== Brief ==
Could you reproduce the items below word for word, starting with their first line and continuing through the line that contains "(1093, 863)", including both of those lines?

[Items from a data source]

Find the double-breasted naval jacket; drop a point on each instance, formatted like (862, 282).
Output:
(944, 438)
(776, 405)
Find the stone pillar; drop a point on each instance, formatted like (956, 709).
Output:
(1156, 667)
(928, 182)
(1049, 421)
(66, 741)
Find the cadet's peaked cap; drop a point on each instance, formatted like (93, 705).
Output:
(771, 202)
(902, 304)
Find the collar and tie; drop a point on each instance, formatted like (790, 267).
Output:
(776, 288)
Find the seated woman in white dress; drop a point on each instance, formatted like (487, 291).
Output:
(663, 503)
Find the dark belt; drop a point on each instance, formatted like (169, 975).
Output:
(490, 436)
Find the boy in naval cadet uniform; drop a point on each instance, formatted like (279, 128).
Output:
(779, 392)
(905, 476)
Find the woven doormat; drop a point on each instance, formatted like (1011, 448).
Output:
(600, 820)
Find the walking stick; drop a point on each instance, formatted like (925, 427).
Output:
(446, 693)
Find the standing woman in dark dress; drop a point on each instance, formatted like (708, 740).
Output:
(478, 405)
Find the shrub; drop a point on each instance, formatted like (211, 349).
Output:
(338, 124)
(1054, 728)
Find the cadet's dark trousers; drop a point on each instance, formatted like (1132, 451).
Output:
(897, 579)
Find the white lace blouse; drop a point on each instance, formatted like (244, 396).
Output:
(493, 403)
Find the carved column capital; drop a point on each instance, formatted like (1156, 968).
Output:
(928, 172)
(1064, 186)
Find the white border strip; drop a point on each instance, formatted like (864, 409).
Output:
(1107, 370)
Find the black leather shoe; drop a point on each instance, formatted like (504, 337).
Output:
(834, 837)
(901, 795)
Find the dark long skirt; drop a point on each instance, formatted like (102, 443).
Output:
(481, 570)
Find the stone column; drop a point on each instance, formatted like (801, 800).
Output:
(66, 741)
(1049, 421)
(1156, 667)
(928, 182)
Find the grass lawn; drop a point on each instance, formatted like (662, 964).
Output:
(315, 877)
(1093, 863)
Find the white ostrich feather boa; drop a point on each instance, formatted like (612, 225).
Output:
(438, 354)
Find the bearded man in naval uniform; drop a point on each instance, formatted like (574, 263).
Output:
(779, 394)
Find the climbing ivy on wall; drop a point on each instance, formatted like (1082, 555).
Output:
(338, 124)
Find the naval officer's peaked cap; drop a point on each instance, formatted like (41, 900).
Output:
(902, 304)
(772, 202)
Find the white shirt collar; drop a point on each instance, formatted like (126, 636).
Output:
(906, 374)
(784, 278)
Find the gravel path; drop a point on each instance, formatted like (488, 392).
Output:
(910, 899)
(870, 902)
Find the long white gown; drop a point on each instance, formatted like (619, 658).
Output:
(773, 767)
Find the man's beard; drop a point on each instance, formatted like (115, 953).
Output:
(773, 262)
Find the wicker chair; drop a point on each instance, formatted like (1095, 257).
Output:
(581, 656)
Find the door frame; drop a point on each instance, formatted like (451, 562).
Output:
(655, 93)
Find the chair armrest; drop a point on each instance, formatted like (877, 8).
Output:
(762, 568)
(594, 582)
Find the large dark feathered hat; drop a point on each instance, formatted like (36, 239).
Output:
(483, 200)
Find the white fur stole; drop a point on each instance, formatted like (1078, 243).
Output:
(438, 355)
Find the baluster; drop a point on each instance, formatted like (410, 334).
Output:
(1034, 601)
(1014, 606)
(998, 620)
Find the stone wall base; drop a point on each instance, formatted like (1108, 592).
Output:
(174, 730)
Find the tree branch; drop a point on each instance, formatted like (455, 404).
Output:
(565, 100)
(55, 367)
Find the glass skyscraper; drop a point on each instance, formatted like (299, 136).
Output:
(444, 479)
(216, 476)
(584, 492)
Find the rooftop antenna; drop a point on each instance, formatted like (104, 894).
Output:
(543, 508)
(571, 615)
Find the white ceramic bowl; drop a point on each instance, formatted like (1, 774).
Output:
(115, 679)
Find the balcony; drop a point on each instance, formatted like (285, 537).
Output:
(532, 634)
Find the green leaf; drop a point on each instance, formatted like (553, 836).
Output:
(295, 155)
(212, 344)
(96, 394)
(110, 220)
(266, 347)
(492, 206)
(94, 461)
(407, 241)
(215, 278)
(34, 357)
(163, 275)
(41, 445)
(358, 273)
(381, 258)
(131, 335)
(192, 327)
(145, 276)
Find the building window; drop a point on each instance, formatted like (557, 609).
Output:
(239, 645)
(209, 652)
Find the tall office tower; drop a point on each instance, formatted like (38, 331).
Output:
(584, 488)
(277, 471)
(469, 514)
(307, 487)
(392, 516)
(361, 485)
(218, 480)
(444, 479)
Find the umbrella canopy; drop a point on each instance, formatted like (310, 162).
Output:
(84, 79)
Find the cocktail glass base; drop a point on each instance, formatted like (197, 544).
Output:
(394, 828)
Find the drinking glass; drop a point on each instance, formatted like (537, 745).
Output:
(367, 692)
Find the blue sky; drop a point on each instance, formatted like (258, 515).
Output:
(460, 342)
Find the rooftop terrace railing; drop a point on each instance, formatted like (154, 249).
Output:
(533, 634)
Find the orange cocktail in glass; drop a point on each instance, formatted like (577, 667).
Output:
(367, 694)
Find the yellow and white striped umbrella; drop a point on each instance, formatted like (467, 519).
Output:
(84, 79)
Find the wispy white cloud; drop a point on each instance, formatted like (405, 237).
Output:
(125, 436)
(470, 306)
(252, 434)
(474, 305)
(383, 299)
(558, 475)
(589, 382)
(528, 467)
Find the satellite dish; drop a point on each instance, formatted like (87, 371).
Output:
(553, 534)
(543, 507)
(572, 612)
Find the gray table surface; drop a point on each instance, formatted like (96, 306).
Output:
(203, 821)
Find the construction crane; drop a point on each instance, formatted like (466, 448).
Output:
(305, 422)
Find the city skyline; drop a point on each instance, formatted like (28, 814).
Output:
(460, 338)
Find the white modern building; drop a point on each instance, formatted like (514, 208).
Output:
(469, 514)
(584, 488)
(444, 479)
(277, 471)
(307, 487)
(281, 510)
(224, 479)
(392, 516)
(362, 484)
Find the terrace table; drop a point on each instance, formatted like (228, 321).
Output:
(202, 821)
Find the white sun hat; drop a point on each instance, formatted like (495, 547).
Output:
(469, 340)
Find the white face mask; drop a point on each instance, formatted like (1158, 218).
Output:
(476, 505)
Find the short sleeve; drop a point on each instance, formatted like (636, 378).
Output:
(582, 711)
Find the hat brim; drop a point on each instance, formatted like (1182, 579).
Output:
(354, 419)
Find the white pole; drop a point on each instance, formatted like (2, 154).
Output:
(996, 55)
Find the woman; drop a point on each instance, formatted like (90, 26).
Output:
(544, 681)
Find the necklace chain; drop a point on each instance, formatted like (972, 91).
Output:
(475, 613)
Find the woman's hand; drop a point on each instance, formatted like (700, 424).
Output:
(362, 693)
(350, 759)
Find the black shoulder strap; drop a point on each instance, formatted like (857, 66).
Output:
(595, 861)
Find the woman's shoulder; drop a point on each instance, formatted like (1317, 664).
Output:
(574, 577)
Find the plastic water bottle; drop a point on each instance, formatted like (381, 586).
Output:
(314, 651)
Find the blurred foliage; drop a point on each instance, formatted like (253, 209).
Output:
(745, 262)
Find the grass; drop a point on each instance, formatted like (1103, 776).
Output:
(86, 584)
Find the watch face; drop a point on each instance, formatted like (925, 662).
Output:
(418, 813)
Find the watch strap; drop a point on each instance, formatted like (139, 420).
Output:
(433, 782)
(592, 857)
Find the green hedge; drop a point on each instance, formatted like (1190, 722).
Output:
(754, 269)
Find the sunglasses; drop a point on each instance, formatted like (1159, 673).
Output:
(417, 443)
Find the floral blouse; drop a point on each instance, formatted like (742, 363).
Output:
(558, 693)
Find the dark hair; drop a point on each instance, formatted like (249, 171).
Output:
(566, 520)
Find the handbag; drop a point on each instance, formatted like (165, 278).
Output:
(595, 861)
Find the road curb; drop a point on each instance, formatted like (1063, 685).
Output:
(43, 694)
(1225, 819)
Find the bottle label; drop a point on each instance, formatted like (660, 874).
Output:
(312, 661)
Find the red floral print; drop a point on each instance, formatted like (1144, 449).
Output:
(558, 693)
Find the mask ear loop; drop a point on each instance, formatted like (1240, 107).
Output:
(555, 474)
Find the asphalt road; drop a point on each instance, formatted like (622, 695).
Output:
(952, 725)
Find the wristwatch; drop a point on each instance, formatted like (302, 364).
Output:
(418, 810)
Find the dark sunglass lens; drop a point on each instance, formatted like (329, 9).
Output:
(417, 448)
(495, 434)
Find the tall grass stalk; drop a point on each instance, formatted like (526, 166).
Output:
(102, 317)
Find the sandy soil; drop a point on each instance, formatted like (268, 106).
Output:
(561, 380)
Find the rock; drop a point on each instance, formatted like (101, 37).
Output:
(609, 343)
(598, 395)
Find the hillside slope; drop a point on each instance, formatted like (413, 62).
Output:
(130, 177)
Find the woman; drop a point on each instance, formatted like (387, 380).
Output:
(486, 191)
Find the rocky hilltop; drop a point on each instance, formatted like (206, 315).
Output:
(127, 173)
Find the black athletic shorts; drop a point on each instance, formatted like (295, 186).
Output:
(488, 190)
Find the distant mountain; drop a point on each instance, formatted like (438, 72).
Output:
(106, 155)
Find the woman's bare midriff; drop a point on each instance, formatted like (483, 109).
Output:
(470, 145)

== Response to this task ==
Find the double-breasted naval jacket; drop a point on each instance, formatted like (862, 282).
Output:
(944, 438)
(776, 405)
Find the stone pillar; drop a point on each instance, formatted like (956, 709).
Output:
(1156, 667)
(928, 182)
(1049, 421)
(66, 741)
Find the cadet's peaked cap; drop a point on each instance, formatted like (93, 705).
Output:
(771, 202)
(902, 304)
Find the collar and tie; drop a point on each instance, formatted like (790, 267).
Output:
(776, 288)
Find the seated woman in white dress; drop a point on each instance, formatted like (487, 291).
Output:
(663, 503)
Find the dark belt; drop a point on each instance, formatted like (169, 975).
Output:
(490, 436)
Find the boy in naval cadet uniform; drop a point on each instance, formatted like (279, 128).
Output:
(779, 392)
(905, 476)
Find the woven doormat; drop a point on each instance, formatted like (1011, 448).
Output:
(600, 820)
Find the walking stick; drop a point on each instance, formatted like (925, 427).
Output:
(446, 693)
Find the standing woman in dark dress; drop a point on each instance, formatted like (708, 740).
Output:
(478, 405)
Find the shrub; drop a point on each instance, formatted like (211, 349).
Output:
(338, 124)
(1054, 728)
Find the cadet's dark trousers; drop a point on each instance, formatted like (1132, 451).
Output:
(897, 579)
Find the white lace blouse; drop a point on each instance, formatted like (244, 396).
Output:
(493, 403)
Find the carved column capital; drop a point on each instance, formatted like (1156, 968).
Output:
(928, 172)
(1064, 186)
Find the white border strip; drop a point on each instance, formatted like (864, 409).
Output:
(1107, 370)
Find the black leather shoe; drop a point on each instance, formatted like (504, 337).
Output:
(834, 837)
(901, 795)
Find the dark long skirt; drop a point on each instance, formatted like (102, 443).
Output:
(481, 570)
Find the stone column; drop a point on each instance, formatted like (801, 800).
Output:
(66, 741)
(1049, 421)
(1156, 667)
(928, 182)
Find the grass lawn; drop a point on each instance, formatted like (662, 964).
Output:
(315, 877)
(1093, 863)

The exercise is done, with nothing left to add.